=== Aim of the task ===
The copy you produce must repeat each record exactly and contain no pictures.

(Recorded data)
◆ ◆ ◆
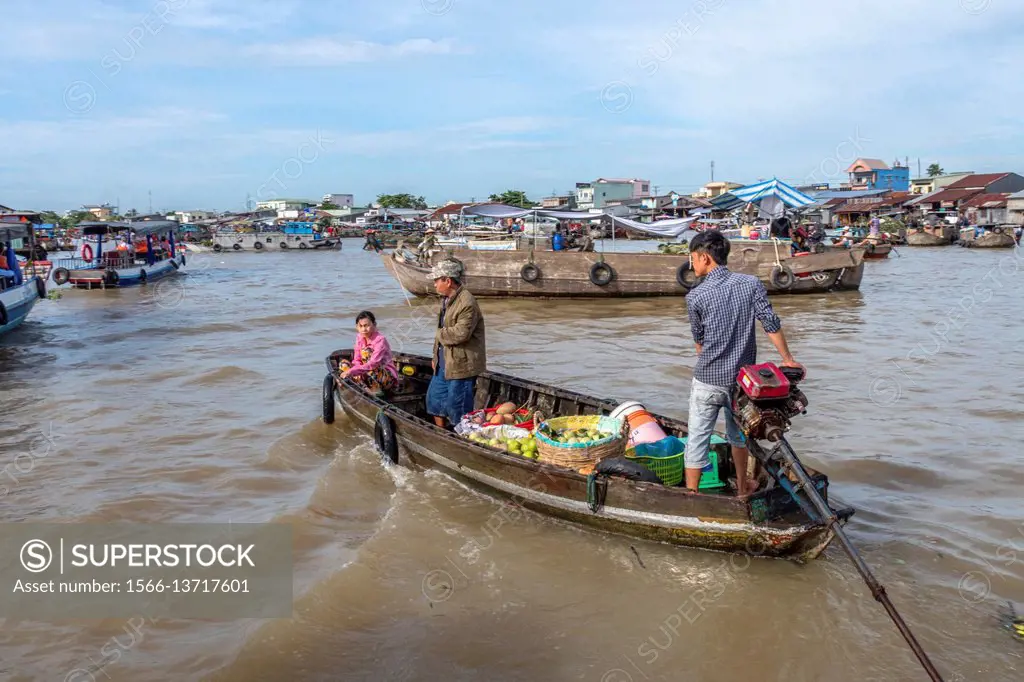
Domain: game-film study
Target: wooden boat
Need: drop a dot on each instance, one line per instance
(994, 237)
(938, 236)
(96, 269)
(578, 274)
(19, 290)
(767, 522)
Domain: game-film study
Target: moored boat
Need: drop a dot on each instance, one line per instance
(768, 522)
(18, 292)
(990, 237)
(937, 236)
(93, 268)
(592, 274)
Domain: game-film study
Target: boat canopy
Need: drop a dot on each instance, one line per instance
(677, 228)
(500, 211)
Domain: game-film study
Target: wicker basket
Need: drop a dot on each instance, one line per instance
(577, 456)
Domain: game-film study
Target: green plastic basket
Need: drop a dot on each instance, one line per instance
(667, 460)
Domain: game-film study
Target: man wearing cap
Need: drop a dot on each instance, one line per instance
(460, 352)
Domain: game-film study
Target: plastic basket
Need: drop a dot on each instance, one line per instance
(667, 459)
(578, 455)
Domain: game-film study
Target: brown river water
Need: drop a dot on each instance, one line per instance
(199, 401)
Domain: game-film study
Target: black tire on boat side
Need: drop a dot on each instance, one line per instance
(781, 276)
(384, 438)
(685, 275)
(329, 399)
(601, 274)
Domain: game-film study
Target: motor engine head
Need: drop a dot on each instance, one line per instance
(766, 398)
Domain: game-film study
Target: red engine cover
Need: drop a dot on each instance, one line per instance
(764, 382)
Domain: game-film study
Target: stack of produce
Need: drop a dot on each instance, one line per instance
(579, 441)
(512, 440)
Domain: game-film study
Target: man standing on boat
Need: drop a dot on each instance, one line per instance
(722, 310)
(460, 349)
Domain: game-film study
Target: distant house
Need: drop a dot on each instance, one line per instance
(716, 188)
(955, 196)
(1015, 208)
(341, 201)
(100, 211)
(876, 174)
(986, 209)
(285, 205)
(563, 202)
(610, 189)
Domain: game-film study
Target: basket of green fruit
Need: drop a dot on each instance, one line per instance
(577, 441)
◆ ◆ ◆
=== Solution ===
Domain: game-film study
Target: wooden boat
Need: drop a dot on each instance, one line per instance
(994, 237)
(938, 236)
(96, 269)
(578, 274)
(19, 290)
(767, 522)
Domain: game-film study
Target: moored boat
Need: drop a dot on each instance, one line per instance
(768, 522)
(18, 292)
(990, 237)
(937, 236)
(93, 268)
(592, 274)
Domain: game-film study
Target: boat canopy
Need: drop a dot on each instance, one line per instance
(677, 228)
(500, 211)
Domain: game-film study
Target: wicker basket
Need: drop a dot on each instance, one line per instance
(577, 456)
Domain: game-film study
Target: green plastic basket
Need: drop a dot on each instance, one line per instance
(667, 460)
Domain: game-film study
Target: man wearing cap
Need: drop a dot on each instance, one line per instance
(460, 352)
Domain: game-film study
Target: plastic basket
Need: drop a dot on each instance, one line per instance
(667, 459)
(578, 455)
Domain: game-film study
Target: brown river water
Need: drop a dot on each instance, one line per instance
(199, 401)
Domain: game-film study
Target: black tire on boat side
Need: drop a dot on each instance, one line per instance
(781, 276)
(384, 438)
(685, 275)
(329, 399)
(601, 274)
Domain: game-film study
Target: motor engine head
Need: drop a dot on each instance, one line per instance
(766, 398)
Domain: game-film study
Target: red engine cover
Need: drop a dot on each instance, one line per instance
(764, 382)
Domain: game-film study
Target: stack of produce
Need: drop a dot on each instance, one line per instance
(579, 441)
(512, 440)
Domain: game-film study
Target: man standing on boat
Need: drop a dot on each instance, one line per instance
(722, 310)
(460, 349)
Domain: game-film study
Target: distant house
Need: drop a dot on each instance, one line per instance
(716, 188)
(955, 196)
(1015, 208)
(341, 201)
(100, 211)
(876, 174)
(986, 209)
(285, 205)
(563, 202)
(610, 189)
Domain: game-film study
Target: basket of green fruit
Need: drop a dot on each instance, one line per instance
(577, 441)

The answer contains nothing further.